• [TASK INSTRUCTIONS]:
1) Please set down word for word the part of the passage on Mann starting with "In December 2012, Mann" and going on through "international television coverage.".
2) According to the passage on Mann, what award did he win for My First Time's TV movie of the 2008 Summer Olympic Games?

• [PAGE EXTRACT]:
★ ★ ★ ★ ★ ★ ★

Mann was born on April 13, 1980, in Manhattan, NY, and attended Walt Whitman High School on Long Island, NY. In 1998 Mann attended Ithaca College’s television and radio program, where he directed several documentaries on local communities in the region, including The Southside Project, documenting Upstate New York’s involvement in the Underground Railroad.

After college Mann produced films on the Samish Indian Nation, and field produced the film Splitting Hairs that made its debut at Silverdocs, and was the most watched documentary film on Hulu upon its release. Mann was a producer for NBC’s LXTV brand for several years, working on Open House, First Look, and My First Time. Mann won an Emmy Award for Best Sport Special for My First Time's TV movie of the 2008 Summer Olympic Games featuring Tim Morehouse and Sandra Fong.

In 2010 Mann produced VICE's first original content for television on The Vice Guide to Everything for MTV. In 2012 he directed reality programing including Monster Mansions on Discovery Networks, and Oddities San Francisco on the Science Channel.

In December 2012, Mann released his first independent film, Punk Jews, documenting Jewish subcultures in New York City. The film opened to sold out screenings at the 92nd Street Y and The Contemporary Jewish Museum in San Francisco. It was featured in the front page of The New York Times website and received features in The New Yorker, Haaretz, and international television coverage.

in 2019 Mann launched Mental Health Media, a non-profit media platform fiscally sponsored by the Northwest Film Forum focusing on education around innovative treatments of depression and mental illness.

★ ★ ★ ★ ★ ★ ★

• [DATA EXTRACT]:
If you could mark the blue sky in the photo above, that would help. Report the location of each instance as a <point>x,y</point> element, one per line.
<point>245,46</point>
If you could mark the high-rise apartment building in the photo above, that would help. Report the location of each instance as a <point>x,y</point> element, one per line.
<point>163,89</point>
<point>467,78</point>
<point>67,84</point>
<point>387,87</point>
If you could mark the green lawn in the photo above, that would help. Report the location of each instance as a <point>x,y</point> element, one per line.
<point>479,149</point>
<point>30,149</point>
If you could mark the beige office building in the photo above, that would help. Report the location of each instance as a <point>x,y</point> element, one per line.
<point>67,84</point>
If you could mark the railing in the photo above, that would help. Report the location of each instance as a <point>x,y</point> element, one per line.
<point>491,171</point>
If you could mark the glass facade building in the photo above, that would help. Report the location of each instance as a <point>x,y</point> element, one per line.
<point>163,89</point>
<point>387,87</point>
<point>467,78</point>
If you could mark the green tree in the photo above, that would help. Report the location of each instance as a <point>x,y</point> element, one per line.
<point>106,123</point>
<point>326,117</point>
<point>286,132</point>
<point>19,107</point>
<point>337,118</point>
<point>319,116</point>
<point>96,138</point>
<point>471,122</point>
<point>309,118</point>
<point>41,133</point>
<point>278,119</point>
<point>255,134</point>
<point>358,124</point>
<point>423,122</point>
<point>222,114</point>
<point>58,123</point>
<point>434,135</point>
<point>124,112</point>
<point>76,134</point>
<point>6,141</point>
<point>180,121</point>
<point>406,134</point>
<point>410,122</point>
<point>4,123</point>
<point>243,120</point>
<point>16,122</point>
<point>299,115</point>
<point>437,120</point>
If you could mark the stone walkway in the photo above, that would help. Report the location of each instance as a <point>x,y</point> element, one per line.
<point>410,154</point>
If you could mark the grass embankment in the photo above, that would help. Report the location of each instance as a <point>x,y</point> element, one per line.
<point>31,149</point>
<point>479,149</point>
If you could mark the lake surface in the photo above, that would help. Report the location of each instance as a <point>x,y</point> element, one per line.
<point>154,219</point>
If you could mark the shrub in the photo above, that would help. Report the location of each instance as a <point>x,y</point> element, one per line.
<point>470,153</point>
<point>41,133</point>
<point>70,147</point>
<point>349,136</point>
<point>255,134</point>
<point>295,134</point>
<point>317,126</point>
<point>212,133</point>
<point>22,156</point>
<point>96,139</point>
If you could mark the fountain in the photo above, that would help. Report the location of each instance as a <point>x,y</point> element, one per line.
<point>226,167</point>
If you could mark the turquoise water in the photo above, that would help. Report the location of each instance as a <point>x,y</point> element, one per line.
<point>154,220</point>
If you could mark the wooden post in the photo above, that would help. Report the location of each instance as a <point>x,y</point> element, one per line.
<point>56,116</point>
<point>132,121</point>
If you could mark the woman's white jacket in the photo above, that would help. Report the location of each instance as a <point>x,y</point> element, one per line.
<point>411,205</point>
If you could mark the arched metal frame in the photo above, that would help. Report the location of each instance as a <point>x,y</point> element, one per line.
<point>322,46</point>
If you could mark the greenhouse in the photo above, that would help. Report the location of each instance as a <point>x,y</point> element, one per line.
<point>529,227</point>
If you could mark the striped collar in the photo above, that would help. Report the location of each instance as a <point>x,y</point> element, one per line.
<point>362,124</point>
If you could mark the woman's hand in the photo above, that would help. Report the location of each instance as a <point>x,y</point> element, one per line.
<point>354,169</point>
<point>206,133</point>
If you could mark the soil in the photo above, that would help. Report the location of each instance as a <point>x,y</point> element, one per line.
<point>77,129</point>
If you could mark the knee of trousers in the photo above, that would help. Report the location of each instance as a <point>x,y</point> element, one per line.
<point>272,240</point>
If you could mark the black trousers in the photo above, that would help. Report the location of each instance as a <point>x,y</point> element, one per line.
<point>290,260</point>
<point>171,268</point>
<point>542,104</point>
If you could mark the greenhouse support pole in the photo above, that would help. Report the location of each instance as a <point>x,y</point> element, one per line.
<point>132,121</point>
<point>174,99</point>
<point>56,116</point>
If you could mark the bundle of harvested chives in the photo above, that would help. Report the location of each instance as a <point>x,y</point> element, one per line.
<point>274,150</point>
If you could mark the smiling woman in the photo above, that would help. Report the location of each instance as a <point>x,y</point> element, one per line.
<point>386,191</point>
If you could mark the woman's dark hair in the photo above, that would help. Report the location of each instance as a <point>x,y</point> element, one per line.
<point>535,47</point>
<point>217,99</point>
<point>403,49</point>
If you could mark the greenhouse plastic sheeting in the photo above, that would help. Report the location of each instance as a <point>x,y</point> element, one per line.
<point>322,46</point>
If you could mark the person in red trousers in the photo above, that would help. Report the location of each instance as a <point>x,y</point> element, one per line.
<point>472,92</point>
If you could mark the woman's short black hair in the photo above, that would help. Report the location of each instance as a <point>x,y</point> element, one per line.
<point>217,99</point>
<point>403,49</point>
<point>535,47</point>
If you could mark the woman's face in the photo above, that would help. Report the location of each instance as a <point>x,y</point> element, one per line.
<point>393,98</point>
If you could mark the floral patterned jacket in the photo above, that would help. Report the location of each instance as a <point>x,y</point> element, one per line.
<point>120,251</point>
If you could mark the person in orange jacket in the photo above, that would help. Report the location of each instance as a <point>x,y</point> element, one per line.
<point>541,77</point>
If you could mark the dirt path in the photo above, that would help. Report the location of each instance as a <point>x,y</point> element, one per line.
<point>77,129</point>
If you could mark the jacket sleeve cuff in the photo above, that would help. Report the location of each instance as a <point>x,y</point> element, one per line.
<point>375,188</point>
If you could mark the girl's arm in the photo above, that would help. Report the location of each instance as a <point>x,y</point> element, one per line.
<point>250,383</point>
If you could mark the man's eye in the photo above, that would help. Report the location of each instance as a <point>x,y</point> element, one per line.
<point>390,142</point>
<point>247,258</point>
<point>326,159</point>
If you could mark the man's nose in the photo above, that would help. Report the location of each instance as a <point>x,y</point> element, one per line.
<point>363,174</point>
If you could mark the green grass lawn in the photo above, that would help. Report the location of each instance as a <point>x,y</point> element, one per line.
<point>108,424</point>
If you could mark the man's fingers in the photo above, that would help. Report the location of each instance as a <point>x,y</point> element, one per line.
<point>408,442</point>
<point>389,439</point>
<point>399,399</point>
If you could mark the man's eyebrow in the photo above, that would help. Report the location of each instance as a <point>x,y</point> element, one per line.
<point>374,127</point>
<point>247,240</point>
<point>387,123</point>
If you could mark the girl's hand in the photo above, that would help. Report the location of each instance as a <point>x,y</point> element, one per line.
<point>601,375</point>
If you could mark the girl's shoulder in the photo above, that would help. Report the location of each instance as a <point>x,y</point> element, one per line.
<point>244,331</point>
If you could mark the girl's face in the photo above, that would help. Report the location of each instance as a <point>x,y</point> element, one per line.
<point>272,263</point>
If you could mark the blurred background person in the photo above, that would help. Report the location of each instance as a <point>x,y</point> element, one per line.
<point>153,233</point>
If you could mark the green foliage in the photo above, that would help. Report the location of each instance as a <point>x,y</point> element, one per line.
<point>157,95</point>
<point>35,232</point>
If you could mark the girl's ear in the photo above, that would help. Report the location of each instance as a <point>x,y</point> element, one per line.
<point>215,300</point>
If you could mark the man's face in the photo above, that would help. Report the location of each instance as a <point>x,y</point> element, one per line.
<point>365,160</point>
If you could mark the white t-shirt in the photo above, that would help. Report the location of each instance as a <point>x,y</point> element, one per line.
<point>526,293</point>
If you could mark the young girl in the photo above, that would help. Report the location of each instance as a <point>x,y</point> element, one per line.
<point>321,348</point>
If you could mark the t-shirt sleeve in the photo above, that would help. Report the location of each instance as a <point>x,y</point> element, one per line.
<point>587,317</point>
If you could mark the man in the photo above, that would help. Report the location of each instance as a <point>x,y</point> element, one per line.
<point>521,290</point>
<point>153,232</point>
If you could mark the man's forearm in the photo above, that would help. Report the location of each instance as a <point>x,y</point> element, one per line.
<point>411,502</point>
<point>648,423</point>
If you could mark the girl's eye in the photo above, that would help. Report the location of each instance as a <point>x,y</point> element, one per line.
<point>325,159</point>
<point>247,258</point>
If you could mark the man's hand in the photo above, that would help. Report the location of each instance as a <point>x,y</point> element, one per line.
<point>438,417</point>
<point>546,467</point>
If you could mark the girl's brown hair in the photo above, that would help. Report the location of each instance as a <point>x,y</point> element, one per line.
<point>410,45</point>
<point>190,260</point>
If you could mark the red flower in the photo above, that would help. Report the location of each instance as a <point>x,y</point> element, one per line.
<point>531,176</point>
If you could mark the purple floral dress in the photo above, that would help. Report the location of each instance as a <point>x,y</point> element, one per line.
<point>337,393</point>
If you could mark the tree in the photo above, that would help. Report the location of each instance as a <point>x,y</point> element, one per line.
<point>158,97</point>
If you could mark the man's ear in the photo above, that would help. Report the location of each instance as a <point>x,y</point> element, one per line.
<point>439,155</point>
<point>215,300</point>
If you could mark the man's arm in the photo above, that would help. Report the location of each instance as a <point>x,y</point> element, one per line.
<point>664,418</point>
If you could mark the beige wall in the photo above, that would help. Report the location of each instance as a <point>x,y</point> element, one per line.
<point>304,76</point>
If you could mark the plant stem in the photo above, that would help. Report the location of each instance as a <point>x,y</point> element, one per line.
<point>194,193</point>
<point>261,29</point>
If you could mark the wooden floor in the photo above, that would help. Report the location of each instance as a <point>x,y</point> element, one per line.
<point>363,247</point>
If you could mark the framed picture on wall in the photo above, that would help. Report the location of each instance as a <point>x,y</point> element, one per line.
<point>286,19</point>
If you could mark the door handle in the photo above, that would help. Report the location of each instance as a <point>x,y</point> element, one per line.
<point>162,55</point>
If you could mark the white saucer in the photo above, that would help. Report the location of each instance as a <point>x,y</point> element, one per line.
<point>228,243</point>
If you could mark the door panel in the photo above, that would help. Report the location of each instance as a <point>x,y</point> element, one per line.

★ ★ ★ ★ ★ ★ ★

• [ACTIVITY ANSWERS]:
1)
In December 2012, Mann released his first independent film, Punk Jews, documenting Jewish subcultures in New York City. The film opened to sold out screenings at the 92nd Street Y and The Contemporary Jewish Museum in San Francisco. It was featured in the front page of The New York Times website and received features in The New Yorker, Haaretz, and international television coverage.

2) An Emmy Award for Best Sport Special.